WHAT NEEDS TO BE DONE: Change "blue sweater" to "gray sweater" in the items from the line containing "For each instance of the open" through the end of the items, both ends included, and write out those lines again with nothing else altered.

MATERIAL FOR THIS EXERCISE:
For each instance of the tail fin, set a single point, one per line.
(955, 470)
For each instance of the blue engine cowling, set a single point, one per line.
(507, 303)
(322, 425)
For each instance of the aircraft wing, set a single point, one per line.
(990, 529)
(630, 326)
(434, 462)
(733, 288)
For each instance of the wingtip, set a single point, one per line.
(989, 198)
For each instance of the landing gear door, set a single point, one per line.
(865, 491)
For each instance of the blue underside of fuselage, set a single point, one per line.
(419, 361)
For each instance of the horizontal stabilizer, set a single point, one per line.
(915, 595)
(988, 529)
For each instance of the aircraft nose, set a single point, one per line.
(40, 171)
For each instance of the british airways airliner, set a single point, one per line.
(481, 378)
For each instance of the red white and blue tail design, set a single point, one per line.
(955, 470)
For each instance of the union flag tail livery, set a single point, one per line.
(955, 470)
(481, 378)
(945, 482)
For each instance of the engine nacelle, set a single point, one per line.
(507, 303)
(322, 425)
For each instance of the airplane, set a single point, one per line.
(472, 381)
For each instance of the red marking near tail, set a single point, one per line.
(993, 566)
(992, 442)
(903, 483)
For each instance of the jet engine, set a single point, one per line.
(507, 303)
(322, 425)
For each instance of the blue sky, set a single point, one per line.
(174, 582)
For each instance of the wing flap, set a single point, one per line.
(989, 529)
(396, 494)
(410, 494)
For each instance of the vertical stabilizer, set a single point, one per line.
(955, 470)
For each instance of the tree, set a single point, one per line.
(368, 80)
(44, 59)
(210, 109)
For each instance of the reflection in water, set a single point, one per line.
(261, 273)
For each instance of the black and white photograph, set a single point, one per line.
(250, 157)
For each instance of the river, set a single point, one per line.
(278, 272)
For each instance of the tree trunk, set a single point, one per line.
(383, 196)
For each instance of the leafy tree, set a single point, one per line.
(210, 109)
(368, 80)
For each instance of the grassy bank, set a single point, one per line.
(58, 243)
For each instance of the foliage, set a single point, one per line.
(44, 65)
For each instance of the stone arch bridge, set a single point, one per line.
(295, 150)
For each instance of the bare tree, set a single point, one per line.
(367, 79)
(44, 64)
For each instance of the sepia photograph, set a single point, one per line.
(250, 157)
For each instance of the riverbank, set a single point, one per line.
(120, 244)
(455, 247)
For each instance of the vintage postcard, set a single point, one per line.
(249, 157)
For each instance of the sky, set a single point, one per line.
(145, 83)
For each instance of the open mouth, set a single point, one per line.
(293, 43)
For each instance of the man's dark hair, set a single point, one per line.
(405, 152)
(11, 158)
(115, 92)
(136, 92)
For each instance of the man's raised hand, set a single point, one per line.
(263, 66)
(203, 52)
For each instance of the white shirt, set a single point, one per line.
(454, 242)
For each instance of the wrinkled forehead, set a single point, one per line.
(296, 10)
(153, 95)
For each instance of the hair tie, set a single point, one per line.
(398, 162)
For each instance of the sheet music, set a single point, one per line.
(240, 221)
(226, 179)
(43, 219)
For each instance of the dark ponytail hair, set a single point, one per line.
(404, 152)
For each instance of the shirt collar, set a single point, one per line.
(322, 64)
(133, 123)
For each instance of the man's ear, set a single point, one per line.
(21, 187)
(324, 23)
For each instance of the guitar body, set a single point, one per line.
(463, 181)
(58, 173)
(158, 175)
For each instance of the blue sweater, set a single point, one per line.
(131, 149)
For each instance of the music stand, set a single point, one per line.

EXPECTED ANSWER:
For each instance of the open mouth, set a single point, one per line.
(293, 43)
For each instance of the man's dark hair, set a single point, one per line.
(405, 152)
(11, 158)
(115, 92)
(136, 92)
For each instance of the man's raised hand, set a single point, one per line.
(263, 66)
(203, 52)
For each instance of the white shirt, set a single point, one per line.
(454, 242)
For each instance of the wrinkled forehead, set a single point, one per line.
(296, 10)
(153, 95)
For each instance of the hair tie, set a single point, one per line.
(398, 162)
For each instance of the sheet music, set a single point, one per line.
(240, 221)
(226, 179)
(43, 219)
For each instance of the dark ponytail hair, set a single point, one per line.
(404, 152)
For each instance of the shirt collar, set a single point, one per line.
(322, 64)
(133, 123)
For each instance of the man's ear, set a single point, one per line.
(21, 187)
(324, 23)
For each instance of the guitar body, set a single point, one per line.
(463, 181)
(58, 173)
(158, 175)
For each instance of the gray sweater, set a single point, one per line.
(131, 149)
For each instance of the music stand, set a single point, one per line.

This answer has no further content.